» **Actions to take**:
**1)** Reproduce the passage below about the movie Phenomenon verbatim, from "That's from the" up to and including "In the sky.".
**2)** In the passage below about the movie Phenomenon, what causes George's death?

» **Excerpted text**:
-- Opening Marker --
George Malley: Hmm. 60 seconds. Well, how would you like that? How about alphabetical? Aardvark, baboon, caribou, dolphin, eohippus, fox, gorilla, hyena, ibex, jackal, kangaroo, lion, marmoset, Newfoundland, ocelot, panda, rat, sloth, tiger, unicorn, varmint, whale, yak, zebra. Now "varmint" is a stretch; so is "Newfoundland" (that's a dog breed); "unicorn" is mythical; "eohippus" is prehistoric. But you weren't being very specific, now, were you, Bob?
That's from the 1996 movie Phenomenon. Not a memorable movie, my friends tell me, but I thought it was phenomenal. And you should know that it was phenomenated for 7 awards, and won 7 others. None from the academy, but still.
OK, so maybe it wasn't the best movie of the decade but that scene made an impression on me. In case you don't remember the film, it's about George seeing the light. Well, it's about what happens after he sees a light. A bright one. In the sky.
He passes out and wakes up doing miracles.
First he does a home improvement project and introduces his friends to each other. Then he catches a rabbit in his garden. Next thing you know he's reading books and spinning some dude's sunglasses around on the table. Well, at that point things have gone a little too far for the authorities to ignore. He's detained for medical study. The mammal naming miracle is the climactic point at which the doctor administering the IQ test is so disturbed by George's power that he almost forgets to stop his stopwatch. ALMOST FORGETS THE STOPWATCH. You've got to know you can't keep a guy like this locked up. He escapes the clutches of the authorities and makes love to the woman he's been wooing. Then he dies from the tumor in his brain. Along the way he has managed to teach the townsfolk that he has no special insight into life. Nobody does. There are no special insights. Just be a laid-back person and you'll be fine.
The movie broke my heart a little, you know? This is a miracle? Reading some books? This is wisdom? Just be cool? What's the use in that? It kills me to live in a culture so lazy and unintelligent that listing some animals in alphabetical order is the big shock. And it kills me that we have so small a concept of power and wisdom. 'Cause it's the Jesus story, you know? George alone has seen the light; he does miracles, and teaches the townsfolk; he's persecuted by the authorities and escapes their justice. He dies. Just like Jesus. Except George's miracles and wisdom are empty. Jesus should do more than catch a rabbit and chill with his girl.
-- Closing Marker --
» **Dataset records**:
-- Opening Marker --
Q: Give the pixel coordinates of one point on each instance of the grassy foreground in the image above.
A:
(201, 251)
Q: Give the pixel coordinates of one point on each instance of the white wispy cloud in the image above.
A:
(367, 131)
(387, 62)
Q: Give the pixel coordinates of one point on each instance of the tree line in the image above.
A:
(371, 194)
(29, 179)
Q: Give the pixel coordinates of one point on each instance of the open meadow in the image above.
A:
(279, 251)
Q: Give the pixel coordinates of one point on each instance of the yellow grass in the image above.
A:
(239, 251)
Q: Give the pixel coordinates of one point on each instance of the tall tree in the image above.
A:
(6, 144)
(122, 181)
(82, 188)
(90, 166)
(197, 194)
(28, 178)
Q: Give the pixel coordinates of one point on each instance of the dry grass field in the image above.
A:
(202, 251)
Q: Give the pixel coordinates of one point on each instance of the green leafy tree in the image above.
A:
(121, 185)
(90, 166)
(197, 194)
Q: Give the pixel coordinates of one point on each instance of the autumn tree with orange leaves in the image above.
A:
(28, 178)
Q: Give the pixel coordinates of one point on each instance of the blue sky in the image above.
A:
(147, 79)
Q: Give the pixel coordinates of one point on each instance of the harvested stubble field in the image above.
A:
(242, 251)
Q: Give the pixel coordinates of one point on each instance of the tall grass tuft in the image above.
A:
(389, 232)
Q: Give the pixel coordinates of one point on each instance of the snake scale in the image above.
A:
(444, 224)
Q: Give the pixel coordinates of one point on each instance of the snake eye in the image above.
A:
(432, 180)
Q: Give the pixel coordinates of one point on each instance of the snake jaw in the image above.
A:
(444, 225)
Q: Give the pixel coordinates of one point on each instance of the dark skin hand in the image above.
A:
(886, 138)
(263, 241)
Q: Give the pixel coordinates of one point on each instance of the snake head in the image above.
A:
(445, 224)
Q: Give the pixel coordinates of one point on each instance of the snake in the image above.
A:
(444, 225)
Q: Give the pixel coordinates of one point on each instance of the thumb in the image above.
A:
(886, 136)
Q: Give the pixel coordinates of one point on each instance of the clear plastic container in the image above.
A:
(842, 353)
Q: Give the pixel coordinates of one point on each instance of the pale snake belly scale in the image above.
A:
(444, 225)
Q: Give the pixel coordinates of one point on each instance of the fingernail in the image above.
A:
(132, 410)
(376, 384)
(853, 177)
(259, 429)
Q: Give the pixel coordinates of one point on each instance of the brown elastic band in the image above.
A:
-- Closing Marker --
» **Results in order**:
**1)**
That's from the 1996 movie Phenomenon. Not a memorable movie, my friends tell me, but I thought it was phenomenal. And you should know that it was phenomenated for 7 awards, and won 7 others. None from the academy, but still.
OK, so maybe it wasn't the best movie of the decade but that scene made an impression on me. In case you don't remember the film, it's about George seeing the light. Well, it's about what happens after he sees a light. A bright one. In the sky.

**2)** A tumor in his brain.